» Instructions for the task
When transcribing the entries, keep each one exactly as it is.

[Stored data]
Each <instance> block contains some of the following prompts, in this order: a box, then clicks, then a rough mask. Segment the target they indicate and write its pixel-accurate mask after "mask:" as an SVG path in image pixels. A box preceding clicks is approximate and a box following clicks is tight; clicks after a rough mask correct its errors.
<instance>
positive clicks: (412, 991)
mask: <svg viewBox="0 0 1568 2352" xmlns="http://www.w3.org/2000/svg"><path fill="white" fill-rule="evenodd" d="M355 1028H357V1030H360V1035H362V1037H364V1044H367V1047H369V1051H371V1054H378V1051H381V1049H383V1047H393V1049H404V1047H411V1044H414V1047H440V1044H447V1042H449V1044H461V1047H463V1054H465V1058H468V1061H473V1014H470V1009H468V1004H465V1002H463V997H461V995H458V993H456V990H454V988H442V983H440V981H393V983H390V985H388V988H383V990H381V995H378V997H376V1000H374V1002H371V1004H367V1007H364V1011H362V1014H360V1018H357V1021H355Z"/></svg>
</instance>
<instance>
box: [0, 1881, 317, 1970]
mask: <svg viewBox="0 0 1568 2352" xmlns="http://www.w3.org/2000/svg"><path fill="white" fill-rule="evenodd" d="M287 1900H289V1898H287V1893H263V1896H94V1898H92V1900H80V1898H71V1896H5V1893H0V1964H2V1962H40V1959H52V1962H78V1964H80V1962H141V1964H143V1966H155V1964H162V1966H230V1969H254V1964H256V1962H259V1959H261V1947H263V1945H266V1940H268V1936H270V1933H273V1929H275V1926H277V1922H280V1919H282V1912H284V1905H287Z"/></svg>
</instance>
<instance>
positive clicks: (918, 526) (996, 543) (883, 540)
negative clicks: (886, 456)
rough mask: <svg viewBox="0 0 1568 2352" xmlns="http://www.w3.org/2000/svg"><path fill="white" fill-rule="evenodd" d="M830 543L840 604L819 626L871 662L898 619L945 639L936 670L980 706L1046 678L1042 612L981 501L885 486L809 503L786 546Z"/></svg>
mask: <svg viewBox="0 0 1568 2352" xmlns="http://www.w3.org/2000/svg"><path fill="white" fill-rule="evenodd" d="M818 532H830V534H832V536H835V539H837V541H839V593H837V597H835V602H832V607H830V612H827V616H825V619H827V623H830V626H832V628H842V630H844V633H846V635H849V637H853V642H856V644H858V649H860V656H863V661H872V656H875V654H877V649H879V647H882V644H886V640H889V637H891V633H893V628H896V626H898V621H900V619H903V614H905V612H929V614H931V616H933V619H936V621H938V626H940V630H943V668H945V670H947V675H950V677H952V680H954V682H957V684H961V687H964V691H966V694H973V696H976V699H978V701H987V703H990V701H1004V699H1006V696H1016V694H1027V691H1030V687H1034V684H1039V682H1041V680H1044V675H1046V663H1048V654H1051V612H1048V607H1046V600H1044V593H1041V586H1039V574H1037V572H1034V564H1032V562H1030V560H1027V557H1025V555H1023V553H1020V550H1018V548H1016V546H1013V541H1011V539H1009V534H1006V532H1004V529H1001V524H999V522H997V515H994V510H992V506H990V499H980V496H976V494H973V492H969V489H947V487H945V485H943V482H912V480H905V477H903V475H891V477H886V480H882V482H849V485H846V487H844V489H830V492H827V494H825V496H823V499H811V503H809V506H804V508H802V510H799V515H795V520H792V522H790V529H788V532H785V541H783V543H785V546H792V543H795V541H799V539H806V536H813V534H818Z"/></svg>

» Answer area
Each <instance> block contains some of the following prompts, in this order: a box, then clicks, then a rough mask. Segment the target they indicate and write its pixel-accurate mask after "mask:" as an SVG path in image pixels. A box preceding clicks is approximate and a box following clicks is tight; clicks after a rough mask correct its errors.
<instance>
positive clicks: (412, 991)
mask: <svg viewBox="0 0 1568 2352" xmlns="http://www.w3.org/2000/svg"><path fill="white" fill-rule="evenodd" d="M355 1028H357V1030H360V1035H362V1037H364V1044H367V1047H369V1051H371V1054H378V1051H381V1049H383V1047H393V1049H404V1047H411V1044H414V1047H440V1044H447V1042H449V1044H461V1047H463V1054H465V1058H468V1061H473V1014H470V1009H468V1004H465V1002H463V997H461V995H458V993H456V990H454V988H442V983H440V981H393V983H390V985H388V988H383V990H381V995H378V997H376V1000H374V1002H371V1004H367V1007H364V1011H362V1014H360V1018H357V1021H355Z"/></svg>
</instance>
<instance>
box: [0, 1881, 317, 1970]
mask: <svg viewBox="0 0 1568 2352" xmlns="http://www.w3.org/2000/svg"><path fill="white" fill-rule="evenodd" d="M287 1900H289V1898H287V1893H263V1896H94V1898H92V1900H80V1898H71V1896H5V1893H0V1964H2V1962H40V1959H52V1962H78V1964H80V1962H141V1964H143V1966H155V1964H162V1966H230V1969H254V1964H256V1962H259V1959H261V1947H263V1945H266V1940H268V1936H270V1933H273V1929H275V1926H277V1922H280V1919H282V1912H284V1905H287Z"/></svg>
</instance>
<instance>
positive clicks: (918, 526) (996, 543) (883, 540)
negative clicks: (886, 456)
rough mask: <svg viewBox="0 0 1568 2352" xmlns="http://www.w3.org/2000/svg"><path fill="white" fill-rule="evenodd" d="M830 543L840 604L819 626L871 662L898 619L945 639L936 670L980 706L1046 678L1042 612L981 501L885 486L809 503L786 546Z"/></svg>
mask: <svg viewBox="0 0 1568 2352" xmlns="http://www.w3.org/2000/svg"><path fill="white" fill-rule="evenodd" d="M818 532H830V534H832V536H835V539H837V541H839V593H837V597H835V602H832V607H830V612H827V616H825V619H827V623H830V626H832V628H842V630H844V633H846V635H849V637H853V642H856V644H858V649H860V656H863V661H872V656H875V654H877V649H879V647H882V644H886V640H889V637H891V633H893V628H896V626H898V621H900V619H903V614H905V612H929V614H931V616H933V619H936V621H938V626H940V630H943V668H945V670H947V675H950V677H952V680H954V682H957V684H961V687H964V691H966V694H973V696H976V699H978V701H987V703H990V701H1004V699H1006V696H1016V694H1027V691H1030V687H1034V684H1039V682H1041V680H1044V675H1046V663H1048V654H1051V612H1048V607H1046V600H1044V593H1041V586H1039V574H1037V572H1034V564H1032V562H1030V560H1027V557H1025V555H1023V553H1020V550H1018V548H1016V546H1013V541H1011V539H1009V534H1006V532H1004V529H1001V524H999V522H997V515H994V510H992V506H990V499H980V496H976V494H973V492H969V489H947V487H945V485H943V482H912V480H905V477H903V475H891V477H886V480H882V482H849V485H846V487H844V489H830V492H827V494H825V496H823V499H811V503H809V506H804V508H802V510H799V515H795V520H792V522H790V529H788V532H785V541H783V543H785V546H792V543H795V541H799V539H806V536H813V534H818Z"/></svg>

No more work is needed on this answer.